- TASK REQUIREMENTS -
What you produce should match the records below precisely, except that images are removed.

- DATASET EXCERPTS -
# # # # # # #

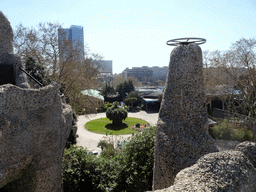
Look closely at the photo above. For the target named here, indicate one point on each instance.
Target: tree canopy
(232, 74)
(71, 72)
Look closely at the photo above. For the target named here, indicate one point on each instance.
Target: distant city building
(106, 66)
(105, 70)
(160, 73)
(75, 35)
(142, 73)
(146, 73)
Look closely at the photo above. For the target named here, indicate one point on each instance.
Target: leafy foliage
(133, 99)
(232, 131)
(116, 114)
(36, 70)
(107, 90)
(129, 169)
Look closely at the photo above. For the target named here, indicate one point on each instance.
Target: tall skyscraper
(75, 35)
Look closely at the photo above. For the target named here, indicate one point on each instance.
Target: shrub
(131, 169)
(136, 161)
(86, 172)
(116, 114)
(227, 130)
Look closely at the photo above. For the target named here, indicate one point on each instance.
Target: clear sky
(133, 33)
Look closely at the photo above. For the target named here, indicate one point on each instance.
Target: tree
(116, 114)
(117, 79)
(71, 72)
(133, 99)
(107, 90)
(36, 70)
(234, 73)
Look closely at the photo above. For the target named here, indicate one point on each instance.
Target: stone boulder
(34, 127)
(249, 149)
(182, 129)
(222, 171)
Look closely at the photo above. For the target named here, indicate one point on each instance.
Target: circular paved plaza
(90, 140)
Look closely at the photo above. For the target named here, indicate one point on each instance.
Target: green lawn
(104, 124)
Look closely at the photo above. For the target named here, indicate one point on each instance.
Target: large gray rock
(181, 134)
(249, 149)
(223, 171)
(7, 58)
(34, 127)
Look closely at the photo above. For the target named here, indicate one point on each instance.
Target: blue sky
(134, 33)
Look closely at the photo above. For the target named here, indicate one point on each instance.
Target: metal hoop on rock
(186, 41)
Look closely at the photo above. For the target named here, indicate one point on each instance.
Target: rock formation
(182, 129)
(9, 63)
(34, 127)
(222, 171)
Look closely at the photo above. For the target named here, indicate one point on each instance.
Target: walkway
(90, 140)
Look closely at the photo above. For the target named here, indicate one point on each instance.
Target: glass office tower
(74, 34)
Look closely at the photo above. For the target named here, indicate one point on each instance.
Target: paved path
(90, 140)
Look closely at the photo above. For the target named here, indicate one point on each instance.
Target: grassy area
(104, 125)
(232, 131)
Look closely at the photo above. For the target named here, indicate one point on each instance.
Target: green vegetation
(129, 168)
(230, 130)
(104, 125)
(107, 90)
(116, 114)
(133, 99)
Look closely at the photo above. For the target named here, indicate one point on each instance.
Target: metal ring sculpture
(186, 41)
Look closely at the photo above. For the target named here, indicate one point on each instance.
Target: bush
(130, 169)
(137, 161)
(116, 114)
(231, 131)
(86, 172)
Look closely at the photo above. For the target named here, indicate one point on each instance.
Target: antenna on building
(186, 41)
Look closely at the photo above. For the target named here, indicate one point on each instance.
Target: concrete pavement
(90, 140)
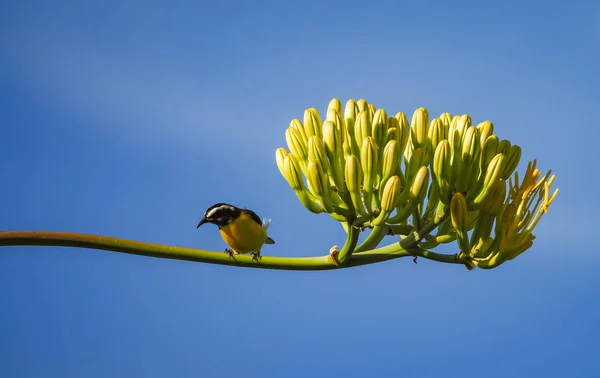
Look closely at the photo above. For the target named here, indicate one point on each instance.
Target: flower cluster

# # # # # # #

- OUTPUT -
Look closely at the photo above. For the target named here, indicate one point on each instance.
Target: tree canopy
(232, 74)
(71, 72)
Look closely at the photo above. For the target named here, indicate one point on each instance.
Target: distant city building
(106, 66)
(105, 70)
(160, 73)
(75, 35)
(142, 73)
(146, 73)
Look closely at the photo above. For the target named here, indicate one point on each instance.
Target: leafy foliage
(133, 99)
(232, 131)
(116, 114)
(36, 70)
(107, 90)
(129, 169)
Look closely at the photo above. For the target named here, indicate one point on each instance.
Target: tall skyscraper
(75, 35)
Look closely at the photo above. For the target named here, indicate one point on each instance.
Target: shrub
(131, 169)
(136, 161)
(86, 172)
(116, 114)
(227, 130)
Look closely at the photo above. For the target named here, indicate one point on each instance.
Target: clear sky
(133, 33)
Look closely at the photo above. For the target named here, indicate one point on each instance.
Target: tree
(116, 114)
(117, 79)
(71, 72)
(133, 99)
(107, 90)
(36, 70)
(234, 73)
Look closely at the photo above. For the target named here, indicate one point on each instance.
Target: stone boulder
(34, 127)
(249, 149)
(182, 129)
(222, 171)
Look closely at the photo above. For the target named here, indicate one point on each instance.
Target: circular paved plaza
(90, 140)
Look closely at the photo above. For the target named here, indicate one point on each instance.
Target: green lawn
(104, 124)
Look closely at the photo above. For the target named here, indicate one point on each instance.
Target: large gray rock
(181, 134)
(249, 149)
(223, 171)
(7, 58)
(34, 127)
Look closely at the photo above. For the target named here, indicate one point on each instance.
Target: blue sky
(134, 33)
Look closely at the photo above. For the target named here, indicate one point on each instance.
Target: metal hoop on rock
(186, 41)
Look closely at the photo above. For the target named here, indicate one point on each instance.
Target: rock formation
(182, 129)
(9, 63)
(34, 127)
(222, 171)
Look closely at the photo above. For the target named here, indicate one point on each instance.
Target: walkway
(90, 140)
Look closely at the photo above. For the target named here, indicate one point on each instance.
Target: glass office tower
(74, 34)
Look closely at the photo above. For the target named here, indicate one point on each instance.
Target: paved path
(90, 140)
Look closely at the photo above. For the target named here, indicate one point on each instance.
Target: grassy area
(104, 125)
(232, 131)
Look closely at the photo above. For the target named here, indicate one point on each instance.
Target: green vegetation
(129, 168)
(230, 130)
(104, 125)
(107, 90)
(116, 114)
(133, 99)
Look closely at the photo above. For the target named here, indicate one point on each instance.
Target: metal ring sculpture
(186, 41)
Look closely at the photo above. For the target named here, indicate one point on each instance.
Target: bush
(130, 169)
(137, 161)
(116, 114)
(231, 131)
(86, 172)
Look closely at the photo above. For the target named here, indicate one point on each instance.
Target: antenna on building
(186, 41)
Look closely at the photo above. For the target named here, indicate one point on each instance.
Target: concrete pavement
(90, 140)
Look closely at the photo above. For the target named here, indicate one point on each instance.
Target: flower cluster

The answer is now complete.